Supplied material:
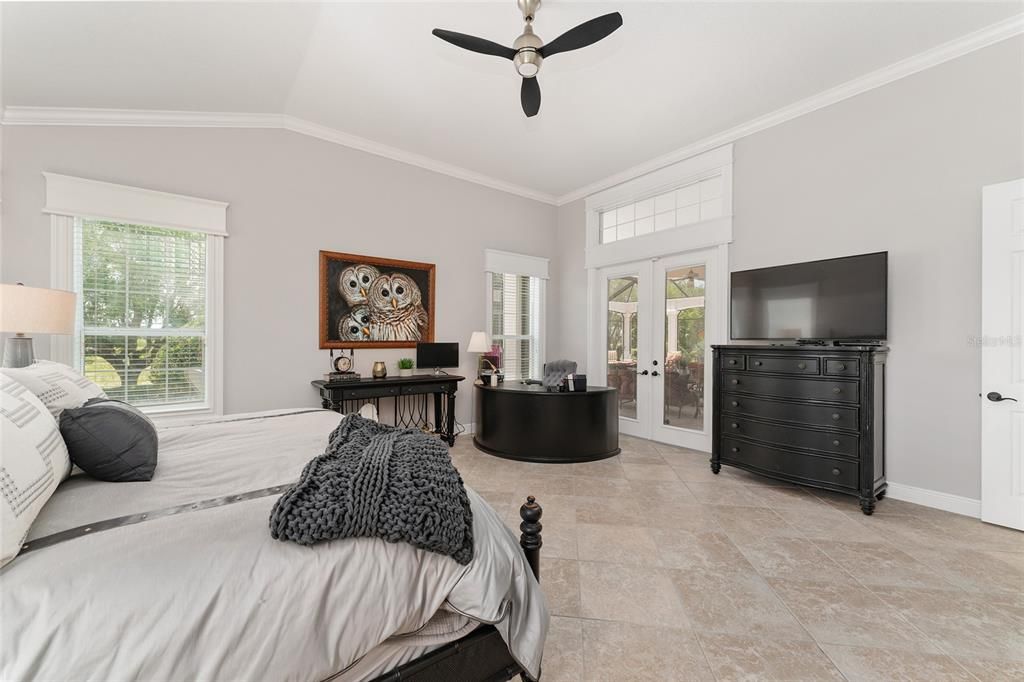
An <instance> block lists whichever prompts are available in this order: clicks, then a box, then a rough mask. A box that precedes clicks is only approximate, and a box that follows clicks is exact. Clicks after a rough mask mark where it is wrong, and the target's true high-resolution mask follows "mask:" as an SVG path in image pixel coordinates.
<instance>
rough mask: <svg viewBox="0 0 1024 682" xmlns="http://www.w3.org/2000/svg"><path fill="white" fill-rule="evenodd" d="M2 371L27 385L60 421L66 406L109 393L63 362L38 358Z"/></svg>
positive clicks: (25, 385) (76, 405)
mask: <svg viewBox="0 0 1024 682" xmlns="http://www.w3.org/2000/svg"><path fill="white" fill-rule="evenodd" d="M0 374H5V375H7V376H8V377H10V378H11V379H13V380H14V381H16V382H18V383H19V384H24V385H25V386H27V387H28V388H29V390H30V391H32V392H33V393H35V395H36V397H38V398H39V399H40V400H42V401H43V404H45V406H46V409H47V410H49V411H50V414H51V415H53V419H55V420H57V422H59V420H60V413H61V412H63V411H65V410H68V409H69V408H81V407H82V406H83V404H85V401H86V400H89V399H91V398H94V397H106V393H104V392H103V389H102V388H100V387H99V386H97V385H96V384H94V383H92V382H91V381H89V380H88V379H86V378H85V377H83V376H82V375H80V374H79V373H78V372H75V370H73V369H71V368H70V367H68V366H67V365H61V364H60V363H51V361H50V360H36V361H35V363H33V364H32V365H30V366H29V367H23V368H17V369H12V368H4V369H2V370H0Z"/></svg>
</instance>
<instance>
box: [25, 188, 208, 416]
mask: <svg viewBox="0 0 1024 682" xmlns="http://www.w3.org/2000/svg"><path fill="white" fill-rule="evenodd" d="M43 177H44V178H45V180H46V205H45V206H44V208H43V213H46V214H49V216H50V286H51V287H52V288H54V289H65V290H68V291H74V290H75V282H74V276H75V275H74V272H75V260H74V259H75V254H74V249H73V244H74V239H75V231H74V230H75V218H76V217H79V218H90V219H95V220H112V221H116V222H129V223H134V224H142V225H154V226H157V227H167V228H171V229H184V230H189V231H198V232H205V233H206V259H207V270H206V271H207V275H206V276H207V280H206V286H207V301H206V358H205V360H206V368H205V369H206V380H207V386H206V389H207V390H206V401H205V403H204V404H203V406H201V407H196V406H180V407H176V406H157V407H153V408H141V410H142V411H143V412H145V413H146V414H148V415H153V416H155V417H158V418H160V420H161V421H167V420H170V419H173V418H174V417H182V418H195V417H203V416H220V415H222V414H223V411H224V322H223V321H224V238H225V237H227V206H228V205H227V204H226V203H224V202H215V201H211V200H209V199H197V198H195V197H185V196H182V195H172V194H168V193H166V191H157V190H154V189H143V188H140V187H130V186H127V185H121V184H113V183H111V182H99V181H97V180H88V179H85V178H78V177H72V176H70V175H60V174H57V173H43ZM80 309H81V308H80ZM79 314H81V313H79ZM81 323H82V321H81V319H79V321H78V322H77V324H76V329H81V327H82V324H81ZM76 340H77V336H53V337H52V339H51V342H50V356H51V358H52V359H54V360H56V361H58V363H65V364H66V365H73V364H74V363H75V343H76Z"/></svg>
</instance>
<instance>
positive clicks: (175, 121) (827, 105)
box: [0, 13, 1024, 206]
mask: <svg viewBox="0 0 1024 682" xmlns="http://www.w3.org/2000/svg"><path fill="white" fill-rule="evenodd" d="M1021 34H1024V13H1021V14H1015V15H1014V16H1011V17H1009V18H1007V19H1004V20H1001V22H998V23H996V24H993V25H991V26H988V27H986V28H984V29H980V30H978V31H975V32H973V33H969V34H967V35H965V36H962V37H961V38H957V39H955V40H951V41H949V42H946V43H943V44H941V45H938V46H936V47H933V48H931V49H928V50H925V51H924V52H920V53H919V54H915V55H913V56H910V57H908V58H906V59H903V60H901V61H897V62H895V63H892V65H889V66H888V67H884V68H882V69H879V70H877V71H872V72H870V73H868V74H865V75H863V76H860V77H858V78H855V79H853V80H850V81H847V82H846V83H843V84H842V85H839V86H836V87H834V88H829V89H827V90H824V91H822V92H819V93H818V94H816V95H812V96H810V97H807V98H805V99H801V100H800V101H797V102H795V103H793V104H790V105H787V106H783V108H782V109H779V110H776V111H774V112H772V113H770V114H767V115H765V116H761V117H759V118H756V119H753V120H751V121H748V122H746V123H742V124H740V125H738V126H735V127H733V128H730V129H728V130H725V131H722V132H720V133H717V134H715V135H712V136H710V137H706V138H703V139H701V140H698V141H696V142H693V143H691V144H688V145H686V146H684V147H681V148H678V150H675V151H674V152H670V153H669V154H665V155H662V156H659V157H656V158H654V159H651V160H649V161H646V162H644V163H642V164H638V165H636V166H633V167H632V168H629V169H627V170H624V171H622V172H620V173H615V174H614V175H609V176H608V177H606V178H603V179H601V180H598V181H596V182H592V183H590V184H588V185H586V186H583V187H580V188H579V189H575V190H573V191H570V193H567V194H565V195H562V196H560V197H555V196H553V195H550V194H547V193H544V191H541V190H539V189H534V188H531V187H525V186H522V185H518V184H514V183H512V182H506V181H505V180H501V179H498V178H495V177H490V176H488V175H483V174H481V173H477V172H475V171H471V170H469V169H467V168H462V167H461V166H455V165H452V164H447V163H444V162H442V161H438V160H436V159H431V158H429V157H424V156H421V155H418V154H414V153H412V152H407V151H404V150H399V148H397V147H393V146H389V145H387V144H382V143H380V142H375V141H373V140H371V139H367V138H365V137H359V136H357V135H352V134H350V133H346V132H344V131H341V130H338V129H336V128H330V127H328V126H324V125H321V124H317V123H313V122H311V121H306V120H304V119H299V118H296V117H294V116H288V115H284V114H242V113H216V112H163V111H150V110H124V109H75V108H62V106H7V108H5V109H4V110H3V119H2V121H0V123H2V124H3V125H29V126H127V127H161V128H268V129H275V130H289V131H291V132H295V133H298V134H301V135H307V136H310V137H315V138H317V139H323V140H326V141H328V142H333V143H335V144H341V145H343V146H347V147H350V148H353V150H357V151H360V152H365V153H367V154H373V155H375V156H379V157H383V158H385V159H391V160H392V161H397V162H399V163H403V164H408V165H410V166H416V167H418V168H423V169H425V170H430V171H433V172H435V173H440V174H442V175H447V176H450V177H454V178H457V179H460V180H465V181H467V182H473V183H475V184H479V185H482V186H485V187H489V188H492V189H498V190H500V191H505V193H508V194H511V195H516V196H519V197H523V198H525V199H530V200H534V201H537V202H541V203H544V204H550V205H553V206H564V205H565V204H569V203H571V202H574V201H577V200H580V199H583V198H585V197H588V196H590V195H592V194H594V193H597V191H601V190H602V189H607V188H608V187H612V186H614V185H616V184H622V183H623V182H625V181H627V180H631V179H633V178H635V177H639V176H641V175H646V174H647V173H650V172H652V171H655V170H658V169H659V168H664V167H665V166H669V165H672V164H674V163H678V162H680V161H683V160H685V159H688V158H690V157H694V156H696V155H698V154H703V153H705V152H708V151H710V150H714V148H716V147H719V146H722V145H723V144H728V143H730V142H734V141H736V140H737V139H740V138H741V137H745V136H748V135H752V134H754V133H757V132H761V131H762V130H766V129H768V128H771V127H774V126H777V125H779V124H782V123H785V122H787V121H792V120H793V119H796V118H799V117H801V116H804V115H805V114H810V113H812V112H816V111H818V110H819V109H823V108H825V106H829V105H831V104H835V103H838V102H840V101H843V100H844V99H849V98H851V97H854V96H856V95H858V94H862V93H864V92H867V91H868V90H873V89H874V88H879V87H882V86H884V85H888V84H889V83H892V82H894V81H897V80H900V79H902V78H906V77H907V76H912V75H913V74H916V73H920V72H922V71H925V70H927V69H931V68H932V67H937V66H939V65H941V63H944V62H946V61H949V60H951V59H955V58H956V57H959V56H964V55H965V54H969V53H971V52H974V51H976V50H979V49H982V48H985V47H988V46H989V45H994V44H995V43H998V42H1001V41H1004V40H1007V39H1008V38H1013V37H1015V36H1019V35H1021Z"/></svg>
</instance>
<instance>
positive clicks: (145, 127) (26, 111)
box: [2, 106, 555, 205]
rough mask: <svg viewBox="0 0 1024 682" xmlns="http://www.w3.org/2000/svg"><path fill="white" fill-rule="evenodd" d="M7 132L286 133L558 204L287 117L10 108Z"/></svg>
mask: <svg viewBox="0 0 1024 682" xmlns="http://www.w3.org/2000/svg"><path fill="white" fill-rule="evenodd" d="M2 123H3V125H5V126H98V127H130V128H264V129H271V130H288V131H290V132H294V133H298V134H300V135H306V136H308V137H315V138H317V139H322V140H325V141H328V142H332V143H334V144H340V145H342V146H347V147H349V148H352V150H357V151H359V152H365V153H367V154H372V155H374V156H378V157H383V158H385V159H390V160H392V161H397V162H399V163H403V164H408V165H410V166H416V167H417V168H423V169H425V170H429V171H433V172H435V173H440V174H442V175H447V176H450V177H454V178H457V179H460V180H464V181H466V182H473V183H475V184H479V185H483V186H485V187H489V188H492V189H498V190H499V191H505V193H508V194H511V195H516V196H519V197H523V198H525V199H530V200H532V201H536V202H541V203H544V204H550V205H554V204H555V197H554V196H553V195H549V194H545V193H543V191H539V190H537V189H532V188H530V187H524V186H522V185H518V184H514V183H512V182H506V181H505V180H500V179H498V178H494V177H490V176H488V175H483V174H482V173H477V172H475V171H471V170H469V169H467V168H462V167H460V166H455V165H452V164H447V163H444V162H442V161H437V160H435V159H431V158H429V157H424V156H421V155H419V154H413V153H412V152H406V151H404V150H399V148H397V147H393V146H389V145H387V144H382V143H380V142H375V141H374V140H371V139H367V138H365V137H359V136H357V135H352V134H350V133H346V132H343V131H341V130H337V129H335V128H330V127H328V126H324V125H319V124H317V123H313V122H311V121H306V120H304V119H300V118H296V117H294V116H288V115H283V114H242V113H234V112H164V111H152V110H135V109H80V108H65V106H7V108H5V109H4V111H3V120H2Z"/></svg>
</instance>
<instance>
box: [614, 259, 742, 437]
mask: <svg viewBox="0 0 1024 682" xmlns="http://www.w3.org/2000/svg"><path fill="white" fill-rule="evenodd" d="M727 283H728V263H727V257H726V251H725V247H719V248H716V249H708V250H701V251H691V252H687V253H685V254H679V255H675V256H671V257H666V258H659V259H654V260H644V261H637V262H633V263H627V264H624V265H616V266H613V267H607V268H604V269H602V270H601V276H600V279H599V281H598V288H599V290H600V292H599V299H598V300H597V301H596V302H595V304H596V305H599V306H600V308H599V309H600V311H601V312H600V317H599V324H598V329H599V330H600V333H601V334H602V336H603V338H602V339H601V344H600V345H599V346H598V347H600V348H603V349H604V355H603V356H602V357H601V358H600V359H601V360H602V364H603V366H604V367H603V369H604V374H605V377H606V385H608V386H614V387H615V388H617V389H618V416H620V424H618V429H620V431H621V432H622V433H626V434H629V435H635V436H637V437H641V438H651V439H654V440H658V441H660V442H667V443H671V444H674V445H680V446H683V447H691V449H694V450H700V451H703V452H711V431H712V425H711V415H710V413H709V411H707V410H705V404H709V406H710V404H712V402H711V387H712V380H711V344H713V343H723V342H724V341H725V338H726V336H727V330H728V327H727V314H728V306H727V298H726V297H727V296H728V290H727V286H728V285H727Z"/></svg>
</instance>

What you should do: Copy the records word for word from the very start through the line with "positive clicks: (25, 385) (76, 405)", including that line. Leave out the picture.

Reply:
An <instance> block lists whichever prompts are available in this order: clicks, then a box, then a rough mask. A box that precedes clicks is only approximate, and a box that follows clicks is exact. Clicks after a rough mask mark where it is wrong, and the target's true high-resolution mask follows "mask:" as an SVG path in image pixel coordinates.
<instance>
rough mask: <svg viewBox="0 0 1024 682" xmlns="http://www.w3.org/2000/svg"><path fill="white" fill-rule="evenodd" d="M2 371L27 385L60 421L66 406L109 393L63 362L38 358Z"/></svg>
positive clicks: (25, 385) (76, 405)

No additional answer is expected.